Dataset entries

┄┄┄┄┄┄┄┄┄┄┄┄┄┄┄┄┄┄┄┄

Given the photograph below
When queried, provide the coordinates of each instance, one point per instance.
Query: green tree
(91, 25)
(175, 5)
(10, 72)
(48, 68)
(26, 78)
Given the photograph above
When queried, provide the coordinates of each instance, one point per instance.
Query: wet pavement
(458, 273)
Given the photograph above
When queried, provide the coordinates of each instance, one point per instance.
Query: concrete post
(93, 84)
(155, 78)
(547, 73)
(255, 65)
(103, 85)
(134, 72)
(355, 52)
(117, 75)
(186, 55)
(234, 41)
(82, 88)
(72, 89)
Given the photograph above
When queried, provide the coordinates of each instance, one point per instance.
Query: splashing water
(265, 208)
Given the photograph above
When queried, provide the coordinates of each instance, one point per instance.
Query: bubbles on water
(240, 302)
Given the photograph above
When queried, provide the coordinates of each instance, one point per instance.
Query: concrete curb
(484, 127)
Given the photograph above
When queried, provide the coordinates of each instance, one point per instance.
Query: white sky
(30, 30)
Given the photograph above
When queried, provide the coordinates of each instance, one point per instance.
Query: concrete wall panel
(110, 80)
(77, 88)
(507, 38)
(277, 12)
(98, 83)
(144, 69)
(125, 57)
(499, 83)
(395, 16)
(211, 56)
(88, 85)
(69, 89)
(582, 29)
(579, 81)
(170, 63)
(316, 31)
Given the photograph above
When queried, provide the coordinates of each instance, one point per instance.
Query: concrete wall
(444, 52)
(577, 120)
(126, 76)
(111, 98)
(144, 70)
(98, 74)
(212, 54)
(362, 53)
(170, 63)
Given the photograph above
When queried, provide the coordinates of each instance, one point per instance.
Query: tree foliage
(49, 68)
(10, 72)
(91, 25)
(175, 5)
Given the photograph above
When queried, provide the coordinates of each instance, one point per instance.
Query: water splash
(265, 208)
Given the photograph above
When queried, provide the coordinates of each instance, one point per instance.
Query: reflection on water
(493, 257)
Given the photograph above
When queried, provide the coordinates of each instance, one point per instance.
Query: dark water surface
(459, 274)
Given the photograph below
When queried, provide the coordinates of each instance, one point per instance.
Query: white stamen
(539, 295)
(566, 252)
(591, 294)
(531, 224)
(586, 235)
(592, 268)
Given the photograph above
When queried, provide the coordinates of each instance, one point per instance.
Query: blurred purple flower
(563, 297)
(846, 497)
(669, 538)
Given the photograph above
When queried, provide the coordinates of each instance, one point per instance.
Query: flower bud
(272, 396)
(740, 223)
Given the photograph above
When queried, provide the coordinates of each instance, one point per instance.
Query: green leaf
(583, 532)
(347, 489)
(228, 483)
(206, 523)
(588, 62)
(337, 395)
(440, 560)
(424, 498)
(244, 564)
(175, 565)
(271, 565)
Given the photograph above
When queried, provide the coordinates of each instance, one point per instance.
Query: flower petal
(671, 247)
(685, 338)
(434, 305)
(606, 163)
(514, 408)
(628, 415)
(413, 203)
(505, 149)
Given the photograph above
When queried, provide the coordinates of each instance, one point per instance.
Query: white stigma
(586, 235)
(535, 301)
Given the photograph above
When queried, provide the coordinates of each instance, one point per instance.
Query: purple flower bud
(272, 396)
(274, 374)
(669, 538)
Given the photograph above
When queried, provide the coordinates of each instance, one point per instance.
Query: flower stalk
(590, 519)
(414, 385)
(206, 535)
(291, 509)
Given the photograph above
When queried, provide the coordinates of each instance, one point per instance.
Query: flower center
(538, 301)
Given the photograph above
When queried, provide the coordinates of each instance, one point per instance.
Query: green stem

┄┄┄┄┄┄┄┄┄┄┄┄┄┄┄┄┄┄┄┄

■ Task
Every line above is to be duplicated exactly as shown.

■ Result
Given the photograph below
When queried, provide the coordinates of each instance, one point per instance.
Query: green tree
(91, 25)
(175, 5)
(10, 72)
(48, 68)
(26, 78)
Given the photograph above
When queried, provide the coordinates of each instance, one point per instance.
Query: wet pavement
(458, 273)
Given the photograph above
When queried, provide the coordinates of each instance, one point per instance.
Query: concrete post
(93, 84)
(155, 78)
(547, 73)
(255, 65)
(103, 85)
(134, 72)
(355, 52)
(117, 75)
(186, 55)
(234, 41)
(82, 88)
(72, 89)
Given the photograph above
When queried, provide the coordinates of each instance, one point per instance.
Query: splashing water
(265, 208)
Given the photograph above
When queried, provide the coordinates of each instance, one point per instance.
Query: bubbles on water
(240, 302)
Given the photograph above
When queried, provide the coordinates of each instance, one point per instance.
Query: concrete curb
(484, 127)
Given the photograph above
When queried, provide the coordinates of each instance, one point per instance.
Query: white sky
(30, 30)
Given the photograph above
When queried, provide the coordinates of each instance, one point per instance.
Query: concrete wall panel
(110, 80)
(77, 88)
(507, 38)
(277, 12)
(98, 83)
(144, 69)
(125, 57)
(499, 83)
(395, 16)
(211, 56)
(88, 85)
(69, 89)
(582, 29)
(579, 81)
(170, 63)
(316, 31)
Given the photograph above
When queried, provide the coordinates of each instance, one point per instance.
Query: concrete wall
(444, 52)
(577, 120)
(126, 76)
(111, 98)
(144, 70)
(98, 74)
(212, 54)
(362, 53)
(170, 63)
Given the photograph above
When queried, provide the coordinates of each instance, one point per instance.
Query: tree foliage
(49, 68)
(10, 72)
(91, 25)
(175, 5)
Given the photograph above
When queried, provide the coordinates of each instance, one point per instance.
Query: water splash
(265, 208)
Given the photograph above
When queried, provide the coordinates of each instance, one point per instance.
Query: reflection on water
(493, 257)
Given the photograph above
When queried, provide the coordinates of each instance, one point per instance.
Query: dark water surface
(459, 274)
Given the photograph below
When queried, provide the coordinates of each instance, one point per instance.
Query: white stamen
(539, 295)
(566, 252)
(591, 294)
(531, 224)
(586, 235)
(592, 268)
Given the photograph above
When queried, provide the coordinates of each instance, one point per instance.
Query: blurred purple flower
(563, 297)
(846, 497)
(669, 538)
Given the photograph above
When queried, provide the coordinates of each instance, one point per instance.
Query: flower bud
(272, 396)
(740, 223)
Given the photograph above
When queried, provide the coordinates of each instance, one point per instance.
Query: green leaf
(583, 532)
(347, 489)
(228, 483)
(206, 523)
(588, 62)
(337, 395)
(440, 560)
(424, 498)
(244, 564)
(175, 565)
(271, 565)
Given the photograph above
When queried, provide the coordinates of each instance, one point per instance.
Query: flower petal
(671, 247)
(685, 338)
(434, 305)
(606, 163)
(514, 408)
(628, 415)
(413, 203)
(505, 149)
Given the photograph above
When queried, provide the coordinates of each instance, one point per instance.
Query: white stigma
(586, 235)
(535, 301)
Given the photograph above
When queried, provide the coordinates of each instance, one point per instance.
Query: purple flower bud
(272, 396)
(274, 374)
(669, 538)
Given the photograph above
When queried, provide the coordinates of each instance, one point per instance.
Query: flower stalk
(590, 519)
(414, 385)
(206, 535)
(291, 509)
Given the photograph above
When queried, provide the coordinates of each instance, one point per instance.
Query: flower center
(538, 301)
Given the photograph above
When queried, provide the coordinates of each instance, one point per instance.
Query: green stem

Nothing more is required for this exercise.